BEGIN INFORMATION GIVEN

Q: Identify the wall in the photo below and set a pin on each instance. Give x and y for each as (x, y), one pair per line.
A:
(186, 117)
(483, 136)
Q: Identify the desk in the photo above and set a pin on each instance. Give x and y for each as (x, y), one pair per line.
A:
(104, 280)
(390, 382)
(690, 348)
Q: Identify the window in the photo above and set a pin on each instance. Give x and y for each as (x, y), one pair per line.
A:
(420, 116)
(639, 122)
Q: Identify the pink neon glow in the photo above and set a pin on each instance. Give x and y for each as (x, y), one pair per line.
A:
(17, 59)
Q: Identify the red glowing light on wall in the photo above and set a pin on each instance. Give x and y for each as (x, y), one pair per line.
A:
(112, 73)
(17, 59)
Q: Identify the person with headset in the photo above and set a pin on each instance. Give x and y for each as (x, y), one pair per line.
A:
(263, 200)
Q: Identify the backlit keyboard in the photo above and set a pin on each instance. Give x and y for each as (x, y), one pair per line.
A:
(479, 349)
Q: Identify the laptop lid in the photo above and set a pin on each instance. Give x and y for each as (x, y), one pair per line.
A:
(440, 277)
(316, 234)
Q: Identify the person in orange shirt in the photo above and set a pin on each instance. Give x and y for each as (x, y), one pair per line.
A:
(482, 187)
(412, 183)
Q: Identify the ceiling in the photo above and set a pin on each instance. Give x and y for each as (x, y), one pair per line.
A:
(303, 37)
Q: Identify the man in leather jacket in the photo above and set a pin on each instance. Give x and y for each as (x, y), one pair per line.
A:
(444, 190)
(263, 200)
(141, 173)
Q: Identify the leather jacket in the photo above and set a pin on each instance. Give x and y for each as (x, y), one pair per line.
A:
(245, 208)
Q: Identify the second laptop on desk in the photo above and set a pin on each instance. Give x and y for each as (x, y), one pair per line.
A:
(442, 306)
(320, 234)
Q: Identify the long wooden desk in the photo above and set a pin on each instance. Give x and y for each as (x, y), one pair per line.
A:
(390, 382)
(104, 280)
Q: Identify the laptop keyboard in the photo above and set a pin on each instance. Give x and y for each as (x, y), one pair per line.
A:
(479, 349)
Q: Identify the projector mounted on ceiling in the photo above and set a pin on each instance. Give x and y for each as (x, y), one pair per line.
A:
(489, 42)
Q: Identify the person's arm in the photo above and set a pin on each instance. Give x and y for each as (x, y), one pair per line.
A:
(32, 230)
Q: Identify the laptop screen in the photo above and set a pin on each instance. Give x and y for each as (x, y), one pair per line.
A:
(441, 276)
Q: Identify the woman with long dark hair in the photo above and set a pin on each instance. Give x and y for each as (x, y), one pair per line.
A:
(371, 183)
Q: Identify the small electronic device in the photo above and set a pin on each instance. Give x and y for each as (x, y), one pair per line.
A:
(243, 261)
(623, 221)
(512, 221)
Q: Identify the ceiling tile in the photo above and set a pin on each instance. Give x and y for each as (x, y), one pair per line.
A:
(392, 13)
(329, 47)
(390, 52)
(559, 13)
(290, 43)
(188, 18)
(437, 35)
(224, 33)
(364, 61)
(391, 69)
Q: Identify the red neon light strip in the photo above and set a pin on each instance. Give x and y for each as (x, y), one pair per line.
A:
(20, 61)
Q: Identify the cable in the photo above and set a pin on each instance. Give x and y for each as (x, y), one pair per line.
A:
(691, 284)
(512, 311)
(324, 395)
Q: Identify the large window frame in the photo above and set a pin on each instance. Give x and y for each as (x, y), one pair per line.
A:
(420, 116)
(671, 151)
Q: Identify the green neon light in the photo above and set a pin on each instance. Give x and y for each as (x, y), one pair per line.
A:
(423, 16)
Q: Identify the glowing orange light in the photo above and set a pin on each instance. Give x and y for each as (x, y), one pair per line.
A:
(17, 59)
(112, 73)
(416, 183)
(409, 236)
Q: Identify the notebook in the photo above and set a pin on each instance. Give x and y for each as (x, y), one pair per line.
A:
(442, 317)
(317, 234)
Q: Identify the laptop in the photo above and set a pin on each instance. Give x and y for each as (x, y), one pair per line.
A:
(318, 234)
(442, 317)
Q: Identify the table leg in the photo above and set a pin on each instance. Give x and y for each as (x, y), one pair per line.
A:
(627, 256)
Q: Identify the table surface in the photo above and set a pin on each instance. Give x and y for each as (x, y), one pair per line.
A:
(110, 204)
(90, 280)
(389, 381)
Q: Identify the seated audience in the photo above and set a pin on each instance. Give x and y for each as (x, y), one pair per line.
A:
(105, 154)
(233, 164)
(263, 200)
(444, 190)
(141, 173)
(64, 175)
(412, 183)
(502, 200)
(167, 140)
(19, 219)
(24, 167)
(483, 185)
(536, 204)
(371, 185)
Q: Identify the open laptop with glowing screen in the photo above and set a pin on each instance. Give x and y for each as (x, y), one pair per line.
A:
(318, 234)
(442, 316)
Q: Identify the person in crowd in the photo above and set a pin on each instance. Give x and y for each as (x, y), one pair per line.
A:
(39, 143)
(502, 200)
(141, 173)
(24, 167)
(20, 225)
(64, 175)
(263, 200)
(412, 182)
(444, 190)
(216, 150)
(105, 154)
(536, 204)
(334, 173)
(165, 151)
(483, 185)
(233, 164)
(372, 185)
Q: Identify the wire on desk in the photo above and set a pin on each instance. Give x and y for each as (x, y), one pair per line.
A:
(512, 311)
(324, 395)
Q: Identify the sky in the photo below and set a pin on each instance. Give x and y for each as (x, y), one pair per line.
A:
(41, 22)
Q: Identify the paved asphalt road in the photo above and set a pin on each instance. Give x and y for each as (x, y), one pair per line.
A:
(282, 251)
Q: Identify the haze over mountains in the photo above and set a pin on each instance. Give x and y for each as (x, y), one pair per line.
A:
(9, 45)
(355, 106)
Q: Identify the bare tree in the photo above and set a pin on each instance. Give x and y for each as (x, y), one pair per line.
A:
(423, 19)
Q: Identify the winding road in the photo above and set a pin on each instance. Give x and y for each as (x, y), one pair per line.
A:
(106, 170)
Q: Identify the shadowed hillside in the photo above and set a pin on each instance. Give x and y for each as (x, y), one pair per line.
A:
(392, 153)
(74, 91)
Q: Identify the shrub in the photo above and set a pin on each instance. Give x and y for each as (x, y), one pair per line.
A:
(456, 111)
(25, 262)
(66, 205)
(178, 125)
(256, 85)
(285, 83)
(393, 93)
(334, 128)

END INFORMATION GIVEN
BEGIN INFORMATION GIVEN

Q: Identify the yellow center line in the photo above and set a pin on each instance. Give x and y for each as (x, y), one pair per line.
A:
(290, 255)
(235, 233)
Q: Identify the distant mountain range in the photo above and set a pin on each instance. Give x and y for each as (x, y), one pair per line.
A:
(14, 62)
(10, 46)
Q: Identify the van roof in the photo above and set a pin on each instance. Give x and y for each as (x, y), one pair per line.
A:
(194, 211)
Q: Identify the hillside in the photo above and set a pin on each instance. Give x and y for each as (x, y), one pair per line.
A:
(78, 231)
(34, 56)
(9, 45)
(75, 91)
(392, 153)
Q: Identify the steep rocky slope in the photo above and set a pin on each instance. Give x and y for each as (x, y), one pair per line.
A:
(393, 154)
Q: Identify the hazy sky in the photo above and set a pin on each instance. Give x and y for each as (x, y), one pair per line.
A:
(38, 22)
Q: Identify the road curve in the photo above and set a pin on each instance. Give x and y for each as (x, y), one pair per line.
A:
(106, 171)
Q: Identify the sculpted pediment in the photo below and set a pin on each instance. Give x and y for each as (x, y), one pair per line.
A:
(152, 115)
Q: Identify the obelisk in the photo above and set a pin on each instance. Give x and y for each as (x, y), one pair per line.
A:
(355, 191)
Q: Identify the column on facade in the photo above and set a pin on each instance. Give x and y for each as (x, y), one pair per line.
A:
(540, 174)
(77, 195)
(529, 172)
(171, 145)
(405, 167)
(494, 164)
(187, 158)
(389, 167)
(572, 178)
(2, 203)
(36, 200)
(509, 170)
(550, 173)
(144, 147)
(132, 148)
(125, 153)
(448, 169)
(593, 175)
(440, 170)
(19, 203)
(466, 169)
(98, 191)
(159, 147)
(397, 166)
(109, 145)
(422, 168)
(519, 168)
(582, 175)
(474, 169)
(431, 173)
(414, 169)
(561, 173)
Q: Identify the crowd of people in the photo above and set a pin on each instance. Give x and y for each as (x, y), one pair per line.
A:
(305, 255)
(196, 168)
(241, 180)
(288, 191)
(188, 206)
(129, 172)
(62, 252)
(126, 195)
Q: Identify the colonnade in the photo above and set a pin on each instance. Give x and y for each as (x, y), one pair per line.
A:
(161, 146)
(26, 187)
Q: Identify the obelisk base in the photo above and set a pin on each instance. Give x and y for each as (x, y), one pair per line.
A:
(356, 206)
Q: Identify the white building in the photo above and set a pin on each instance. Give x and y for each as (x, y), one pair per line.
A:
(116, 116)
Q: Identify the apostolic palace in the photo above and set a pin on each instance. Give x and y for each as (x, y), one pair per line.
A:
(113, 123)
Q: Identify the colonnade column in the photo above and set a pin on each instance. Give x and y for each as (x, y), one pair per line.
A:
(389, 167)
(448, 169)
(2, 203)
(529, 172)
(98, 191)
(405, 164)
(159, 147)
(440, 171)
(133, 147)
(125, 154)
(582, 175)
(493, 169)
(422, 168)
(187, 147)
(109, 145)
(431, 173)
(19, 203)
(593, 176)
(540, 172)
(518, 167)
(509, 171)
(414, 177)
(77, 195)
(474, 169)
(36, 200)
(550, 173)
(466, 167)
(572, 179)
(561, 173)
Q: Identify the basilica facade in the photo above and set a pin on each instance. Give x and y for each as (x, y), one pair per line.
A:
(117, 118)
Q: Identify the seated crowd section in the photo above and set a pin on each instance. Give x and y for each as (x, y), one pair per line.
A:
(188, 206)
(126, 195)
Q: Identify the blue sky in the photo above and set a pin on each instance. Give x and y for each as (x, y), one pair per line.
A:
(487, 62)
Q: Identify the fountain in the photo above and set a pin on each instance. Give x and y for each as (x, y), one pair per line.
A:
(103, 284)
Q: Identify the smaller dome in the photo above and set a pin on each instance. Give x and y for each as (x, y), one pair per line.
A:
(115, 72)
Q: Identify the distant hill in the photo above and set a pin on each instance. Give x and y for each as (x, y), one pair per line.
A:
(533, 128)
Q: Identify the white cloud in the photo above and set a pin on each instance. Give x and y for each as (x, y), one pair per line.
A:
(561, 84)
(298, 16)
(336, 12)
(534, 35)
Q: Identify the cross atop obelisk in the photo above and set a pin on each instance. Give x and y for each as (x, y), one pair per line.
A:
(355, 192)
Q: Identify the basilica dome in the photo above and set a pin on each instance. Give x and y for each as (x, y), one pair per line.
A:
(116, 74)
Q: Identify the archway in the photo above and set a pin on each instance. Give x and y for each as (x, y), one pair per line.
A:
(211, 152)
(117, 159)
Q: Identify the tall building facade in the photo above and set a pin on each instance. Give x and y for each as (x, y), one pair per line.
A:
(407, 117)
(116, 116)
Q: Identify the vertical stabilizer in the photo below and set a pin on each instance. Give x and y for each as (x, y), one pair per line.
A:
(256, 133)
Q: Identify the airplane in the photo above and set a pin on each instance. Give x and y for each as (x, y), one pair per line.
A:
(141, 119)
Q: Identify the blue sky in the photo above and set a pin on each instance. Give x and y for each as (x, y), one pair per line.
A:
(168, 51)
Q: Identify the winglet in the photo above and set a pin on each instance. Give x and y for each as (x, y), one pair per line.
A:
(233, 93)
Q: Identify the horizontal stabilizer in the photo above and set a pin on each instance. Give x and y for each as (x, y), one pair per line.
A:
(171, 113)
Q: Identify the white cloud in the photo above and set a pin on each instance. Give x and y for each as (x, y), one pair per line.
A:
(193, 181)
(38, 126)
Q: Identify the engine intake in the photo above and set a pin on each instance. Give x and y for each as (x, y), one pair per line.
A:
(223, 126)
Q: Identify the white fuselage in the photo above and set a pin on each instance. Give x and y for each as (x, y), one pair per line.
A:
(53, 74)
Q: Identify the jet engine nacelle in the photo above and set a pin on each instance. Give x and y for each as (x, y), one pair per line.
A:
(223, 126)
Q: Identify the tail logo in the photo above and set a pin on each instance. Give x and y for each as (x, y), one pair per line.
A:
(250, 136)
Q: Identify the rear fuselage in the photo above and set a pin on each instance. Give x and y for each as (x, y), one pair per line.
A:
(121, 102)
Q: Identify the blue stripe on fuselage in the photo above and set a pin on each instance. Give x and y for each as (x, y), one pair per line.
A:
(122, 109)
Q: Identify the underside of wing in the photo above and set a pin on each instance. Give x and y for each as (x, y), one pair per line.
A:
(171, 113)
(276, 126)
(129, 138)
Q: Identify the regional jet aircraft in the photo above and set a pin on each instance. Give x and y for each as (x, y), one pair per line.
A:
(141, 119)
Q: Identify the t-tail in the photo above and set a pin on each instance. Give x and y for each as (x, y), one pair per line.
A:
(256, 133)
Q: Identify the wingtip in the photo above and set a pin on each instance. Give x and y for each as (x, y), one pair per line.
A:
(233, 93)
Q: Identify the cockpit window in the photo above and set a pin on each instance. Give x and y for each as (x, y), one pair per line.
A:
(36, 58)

END INFORMATION GIVEN

* INSTRUCTIONS FOR THE TASK *
Wherever the string "orange" appears in the records above, copy the line it sits in.

* PROBLEM SOLUTION *
Q: Identify the person in orange shirt in the photo above and set a pin on each instance. Give x and y for each as (x, y), one pair per line.
Q: Identify the glowing orange light in the photo above and set a pin on each instance. Give x and y for each as (x, y), one pair per line.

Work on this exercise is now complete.